• **PROBLEM REQUIREMENTS**
Rewrite every line of the data below as a Markdown table with the columns "Row" and "Line," where "Row" numbers each line in order, and skip any blank lines. Leave the pictures out of the answer.

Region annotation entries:
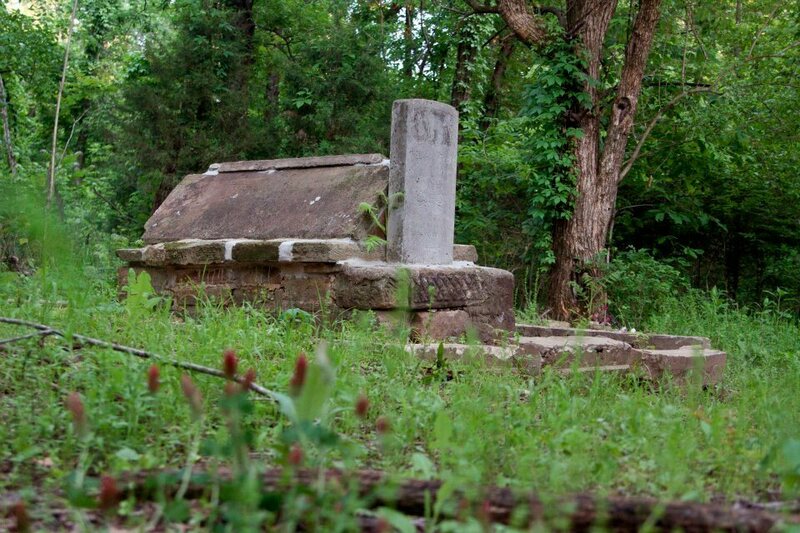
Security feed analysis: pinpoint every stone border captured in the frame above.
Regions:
[214,154,388,173]
[517,324,711,350]
[117,239,478,266]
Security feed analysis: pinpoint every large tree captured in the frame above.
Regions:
[467,0,661,318]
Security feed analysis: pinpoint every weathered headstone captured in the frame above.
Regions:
[143,154,388,244]
[386,99,458,265]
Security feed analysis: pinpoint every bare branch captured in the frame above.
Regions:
[0,317,280,402]
[617,87,711,183]
[464,0,500,13]
[47,0,78,207]
[0,329,53,346]
[496,0,547,46]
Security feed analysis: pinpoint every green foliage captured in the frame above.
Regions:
[602,249,689,328]
[122,268,164,320]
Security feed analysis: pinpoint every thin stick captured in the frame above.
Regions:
[0,329,53,346]
[47,0,78,206]
[0,317,280,402]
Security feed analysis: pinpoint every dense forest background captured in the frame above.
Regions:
[0,0,800,320]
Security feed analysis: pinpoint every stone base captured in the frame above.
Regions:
[117,239,514,343]
[517,324,726,386]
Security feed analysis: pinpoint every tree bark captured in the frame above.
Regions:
[119,468,800,533]
[481,34,517,129]
[548,0,661,319]
[450,24,478,112]
[47,0,78,207]
[403,0,414,78]
[0,74,17,176]
[547,0,617,320]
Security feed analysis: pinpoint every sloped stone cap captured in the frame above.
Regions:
[117,239,478,266]
[143,154,389,244]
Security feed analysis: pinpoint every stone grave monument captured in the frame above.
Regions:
[117,100,514,342]
[117,99,726,385]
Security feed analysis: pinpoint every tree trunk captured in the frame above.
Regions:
[403,0,414,78]
[0,74,17,176]
[481,34,517,129]
[47,0,78,207]
[450,24,478,112]
[547,0,617,320]
[548,0,661,319]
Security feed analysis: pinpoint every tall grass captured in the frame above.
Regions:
[0,258,800,508]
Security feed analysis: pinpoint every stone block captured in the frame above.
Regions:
[634,346,727,386]
[216,154,386,172]
[143,159,389,244]
[387,99,458,265]
[453,244,478,263]
[116,248,144,263]
[406,343,542,375]
[411,309,470,342]
[334,261,514,312]
[230,239,283,263]
[519,336,635,367]
[136,239,225,266]
[516,323,711,350]
[643,334,711,350]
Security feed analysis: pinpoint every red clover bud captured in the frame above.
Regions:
[66,392,88,435]
[356,394,369,418]
[289,353,308,394]
[287,442,303,466]
[222,349,239,379]
[97,475,119,511]
[375,416,392,435]
[181,374,203,417]
[147,365,161,394]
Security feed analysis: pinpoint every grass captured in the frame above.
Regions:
[0,258,800,528]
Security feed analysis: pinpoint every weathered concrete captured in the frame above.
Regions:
[634,346,727,386]
[387,99,458,265]
[411,309,472,342]
[216,154,386,172]
[516,324,711,350]
[335,261,514,311]
[406,343,542,375]
[519,336,635,367]
[122,239,478,266]
[332,261,514,343]
[143,159,389,244]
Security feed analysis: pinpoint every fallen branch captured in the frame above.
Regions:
[120,468,800,532]
[0,329,53,346]
[0,317,280,402]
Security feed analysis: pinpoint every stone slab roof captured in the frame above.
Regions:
[143,154,389,244]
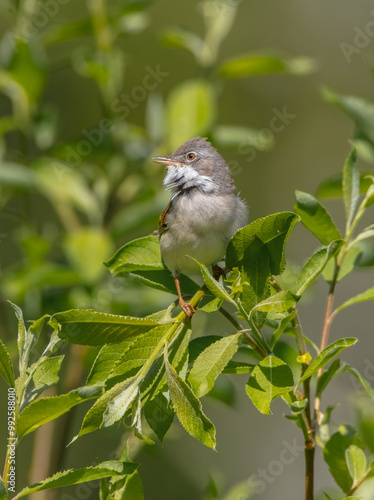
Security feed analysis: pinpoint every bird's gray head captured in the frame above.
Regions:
[152,137,235,196]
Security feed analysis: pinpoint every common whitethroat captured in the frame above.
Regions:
[152,137,248,317]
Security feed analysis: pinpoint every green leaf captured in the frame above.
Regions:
[144,392,174,441]
[188,335,223,366]
[222,360,256,374]
[323,426,359,493]
[245,356,294,415]
[296,240,344,295]
[288,399,308,415]
[343,148,360,231]
[50,309,158,346]
[165,349,216,449]
[322,246,362,283]
[105,325,183,382]
[17,386,102,439]
[316,359,340,397]
[345,444,367,484]
[86,337,136,385]
[0,340,14,387]
[0,477,8,500]
[17,460,139,498]
[125,269,199,295]
[299,337,357,385]
[295,191,341,246]
[334,287,374,314]
[9,302,29,362]
[0,161,36,188]
[219,54,314,78]
[34,160,102,223]
[74,376,141,440]
[363,179,374,208]
[64,227,112,283]
[198,297,223,313]
[321,87,374,141]
[166,79,216,150]
[107,471,144,500]
[355,224,374,243]
[161,27,203,58]
[340,363,374,400]
[316,172,371,198]
[269,311,295,349]
[212,125,274,150]
[243,235,271,307]
[226,212,299,276]
[188,333,242,398]
[193,259,236,306]
[104,236,165,276]
[27,355,65,402]
[252,290,299,313]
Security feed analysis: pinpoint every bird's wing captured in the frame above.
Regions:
[158,201,171,236]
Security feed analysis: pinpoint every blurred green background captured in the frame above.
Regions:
[0,0,374,500]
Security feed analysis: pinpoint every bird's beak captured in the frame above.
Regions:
[152,156,176,165]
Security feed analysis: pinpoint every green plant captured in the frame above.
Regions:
[0,143,374,500]
[0,0,374,500]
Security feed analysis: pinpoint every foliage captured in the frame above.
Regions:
[0,0,374,500]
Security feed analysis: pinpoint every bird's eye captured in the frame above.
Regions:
[186,152,196,161]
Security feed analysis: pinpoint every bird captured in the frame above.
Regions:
[152,137,248,318]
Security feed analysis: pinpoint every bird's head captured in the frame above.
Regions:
[152,137,235,194]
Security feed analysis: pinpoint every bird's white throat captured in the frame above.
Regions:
[164,164,214,199]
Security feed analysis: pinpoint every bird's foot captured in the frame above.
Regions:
[179,299,196,319]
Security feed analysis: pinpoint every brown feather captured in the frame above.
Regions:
[158,201,171,236]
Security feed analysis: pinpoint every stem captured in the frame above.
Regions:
[314,256,345,420]
[304,441,315,500]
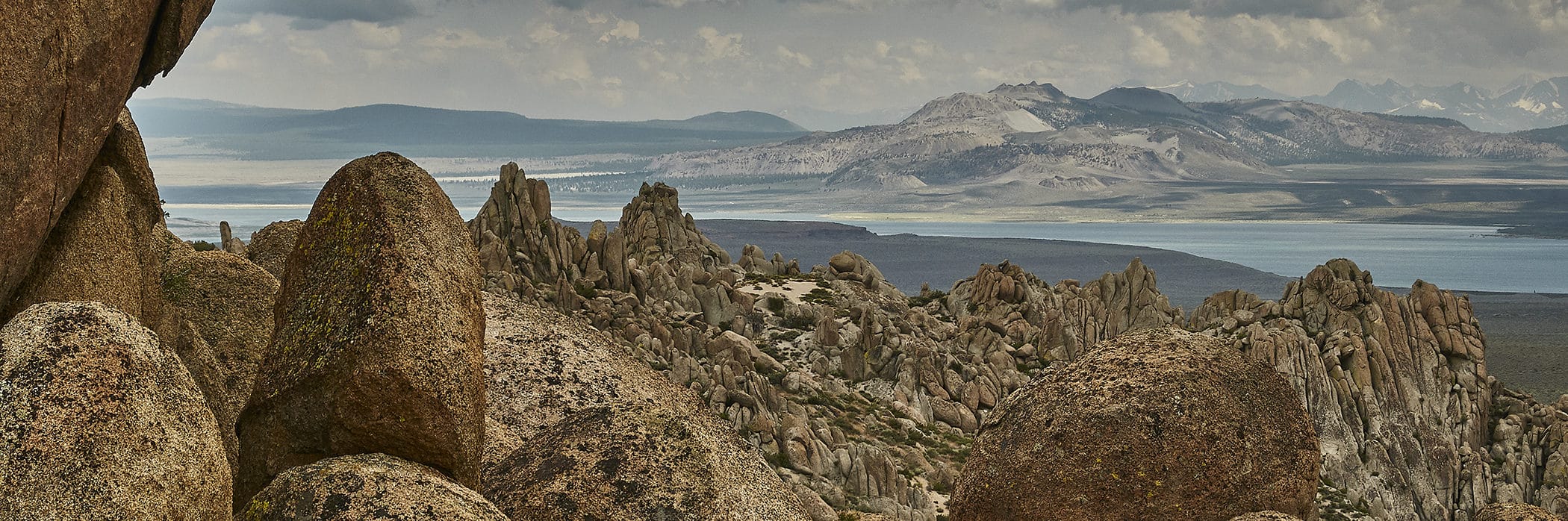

• **FINISHED TASK**
| Row | Line |
|---|---|
| 1 | Security feed analysis: pinpoint every stone border captured in the frame above. |
| 2 | Regions: |
| 3 | [214,154,388,173] |
| 4 | [517,324,711,350] |
| 5 | [117,239,478,266] |
| 6 | Security feed analysis: pinpoint every large tree captured in the frame above. |
| 7 | Regions: |
| 8 | [467,0,661,318] |
| 9 | Security feed analysis: pinpoint every weathered headstone captured in the frame above. |
| 10 | Regions: |
| 11 | [143,154,388,244] |
| 12 | [386,99,458,265] |
| 13 | Security feed analysis: pinpoint every bare branch captured in the frame above. |
| 14 | Regions: |
| 15 | [0,317,280,402] |
| 16 | [617,87,711,183] |
| 17 | [464,0,500,13] |
| 18 | [47,0,78,207] |
| 19 | [0,329,53,346] |
| 20 | [496,0,547,46] |
| 21 | Security feed analysis: pinpoint every green foliage captured in the frame above. |
| 22 | Regions: |
| 23 | [602,249,689,328] |
| 24 | [122,268,164,320] |
| 25 | Security feed analysis: pinpoint every thin stick captured in the frame above. |
| 26 | Regions: |
| 27 | [0,329,53,346] |
| 28 | [47,0,78,206] |
| 29 | [0,317,280,402] |
| 30 | Security feed analysis: pinpoint every dense forest background captured in the frame above. |
| 31 | Regions: |
| 32 | [0,0,800,320] |
| 33 | Security feed analysis: pinpoint every stone base captured in the frame above. |
| 34 | Regions: |
| 35 | [117,239,514,343] |
| 36 | [517,324,726,386] |
| 37 | Security feed analysis: pinpoint every tree bark captured in the frame above. |
| 38 | Regions: |
| 39 | [119,468,800,533] |
| 40 | [481,34,517,129] |
| 41 | [548,0,661,319] |
| 42 | [450,24,478,112] |
| 43 | [47,0,78,207] |
| 44 | [403,0,414,78] |
| 45 | [0,74,17,176] |
| 46 | [547,0,617,320] |
| 47 | Security feed analysis: pinpoint every sloped stone cap captured in the frame above. |
| 48 | Regions: |
| 49 | [117,239,478,266] |
| 50 | [143,154,389,244] |
| 51 | Security feed analysis: pinpoint every stone grave monument captured in the frame above. |
| 52 | Regions: |
| 53 | [117,100,514,342] |
| 54 | [117,99,726,385] |
| 55 | Security feed analysis: pinpoint every tree trunk captured in the frame above. |
| 56 | Regions: |
| 57 | [403,0,414,78] |
| 58 | [0,74,17,176] |
| 59 | [481,34,517,129] |
| 60 | [47,0,78,207] |
| 61 | [450,24,478,112] |
| 62 | [547,0,617,320] |
| 63 | [548,0,661,319] |
| 64 | Security feed analysis: pinpoint every tall grass captured in the frame above. |
| 65 | Regions: |
| 66 | [0,258,800,508] |
| 67 | Security feed analysis: pinpoint every stone block captured in the frame above. |
| 68 | Regions: |
| 69 | [634,346,727,386] |
| 70 | [216,154,386,172] |
| 71 | [143,159,389,244] |
| 72 | [387,99,458,265] |
| 73 | [453,244,478,263] |
| 74 | [116,248,144,263] |
| 75 | [406,343,542,375] |
| 76 | [411,309,470,342] |
| 77 | [334,261,514,312] |
| 78 | [230,239,283,263] |
| 79 | [519,336,635,367] |
| 80 | [136,239,225,266] |
| 81 | [516,323,711,350] |
| 82 | [643,334,711,350] |
| 83 | Security feed analysis: pinpoint every red clover bud captured in the frame above. |
| 84 | Regions: |
| 85 | [66,392,88,435] |
| 86 | [356,394,369,418] |
| 87 | [289,353,308,394] |
| 88 | [287,442,303,466] |
| 89 | [222,349,239,379] |
| 90 | [97,475,119,511] |
| 91 | [375,416,392,435] |
| 92 | [181,374,203,417] |
| 93 | [147,365,161,394] |
| 94 | Security feed analysis: pinpoint every grass captured in the frame above. |
| 95 | Regions: |
| 96 | [0,258,800,528] |
| 97 | Security feed analysis: pinpoint every weathered concrete captured in the frame above. |
| 98 | Regions: |
| 99 | [634,346,727,386] |
| 100 | [387,99,458,265] |
| 101 | [411,309,472,342] |
| 102 | [216,154,386,172] |
| 103 | [516,324,711,350] |
| 104 | [335,261,514,311] |
| 105 | [406,343,542,375] |
| 106 | [519,336,635,367] |
| 107 | [122,239,478,266] |
| 108 | [332,261,514,343] |
| 109 | [143,159,389,244] |
| 110 | Security feed analysis: pinpoint every fallen branch captured in the frame above. |
| 111 | Regions: |
| 112 | [120,468,800,532] |
| 113 | [0,329,53,346] |
| 114 | [0,317,280,402] |
| 115 | Security feed analysis: pinpoint every stone slab roof captured in the frame above. |
| 116 | Regions: |
| 117 | [143,154,389,244] |
| 118 | Security feed analysis: pinpoint every bird's gray head captured in the frame above. |
| 119 | Regions: |
| 120 | [152,137,235,196] |
| 121 | Security feed analysis: pinpoint every common whitethroat captured in the frame above. |
| 122 | Regions: |
| 123 | [152,137,248,317] |
| 124 | Security feed analysis: pinpoint every green leaf captured in the frame above. |
| 125 | Regions: |
| 126 | [144,392,174,441] |
| 127 | [188,335,223,366] |
| 128 | [222,360,256,374] |
| 129 | [323,426,359,493] |
| 130 | [245,356,294,415] |
| 131 | [296,240,344,295] |
| 132 | [288,399,308,415] |
| 133 | [343,148,360,231] |
| 134 | [50,309,158,346] |
| 135 | [165,349,216,449] |
| 136 | [322,246,362,283] |
| 137 | [105,325,183,382] |
| 138 | [17,386,102,439] |
| 139 | [316,359,340,397] |
| 140 | [345,444,367,484] |
| 141 | [86,337,136,385] |
| 142 | [0,340,14,387] |
| 143 | [0,477,8,500] |
| 144 | [17,460,139,498] |
| 145 | [125,269,199,295] |
| 146 | [299,337,357,385] |
| 147 | [295,191,341,246] |
| 148 | [334,287,374,314] |
| 149 | [9,302,29,362] |
| 150 | [0,161,36,188] |
| 151 | [219,54,314,78] |
| 152 | [34,160,102,223] |
| 153 | [74,376,141,440] |
| 154 | [363,179,374,208] |
| 155 | [64,227,112,283] |
| 156 | [198,297,223,313] |
| 157 | [321,87,374,141] |
| 158 | [166,79,216,150] |
| 159 | [107,471,144,500] |
| 160 | [355,224,374,243] |
| 161 | [161,27,203,58] |
| 162 | [340,363,374,400] |
| 163 | [316,172,371,198] |
| 164 | [269,311,295,349] |
| 165 | [212,125,274,150] |
| 166 | [243,235,271,307] |
| 167 | [226,212,299,276] |
| 168 | [188,333,242,398] |
| 169 | [193,259,236,306] |
| 170 | [104,236,165,276] |
| 171 | [27,355,65,402] |
| 172 | [252,290,299,313] |
| 173 | Security feed analysis: pinpoint every bird's wing captured in the frame above. |
| 174 | Regions: |
| 175 | [158,201,171,236] |
| 176 | Security feed analysis: pinpoint every blurred green background captured in the frame above. |
| 177 | Regions: |
| 178 | [0,0,374,500] |
| 179 | Security feed analysis: pinpoint every bird's beak captured in the frame above. |
| 180 | Regions: |
| 181 | [152,156,176,165] |
| 182 | Security feed analysis: pinpoint every green plant captured in the frame above. |
| 183 | Regions: |
| 184 | [0,143,374,500] |
| 185 | [0,0,374,500] |
| 186 | Security feed analysis: pinpoint every foliage captured in the frame above. |
| 187 | Regions: |
| 188 | [0,0,374,500] |
| 189 | Security feed analysis: pinpoint every bird's eye captured in the frame above. |
| 190 | Regions: |
| 191 | [186,152,196,161] |
| 192 | Security feed analysis: pinpoint every bird captured in the frame above. |
| 193 | Regions: |
| 194 | [152,137,248,318] |
| 195 | Security feed analysis: pinpoint every bird's head captured in the frame above. |
| 196 | Regions: |
| 197 | [152,137,235,194] |
| 198 | Security feed analysis: pinpoint every bird's white throat captured in the frame above. |
| 199 | Regions: |
| 200 | [164,164,214,199] |
| 201 | Security feed analysis: pinpoint every bird's foot captured in the frame above. |
| 202 | Regions: |
| 203 | [179,299,196,319] |
| 204 | Security feed analysis: pinpoint every brown feather captured in the frame above. |
| 205 | Regions: |
| 206 | [158,201,171,236] |
| 207 | Security feed analysis: pinpoint every stem captured in the frame above. |
| 208 | Regions: |
| 209 | [314,256,345,420] |
| 210 | [304,441,315,500] |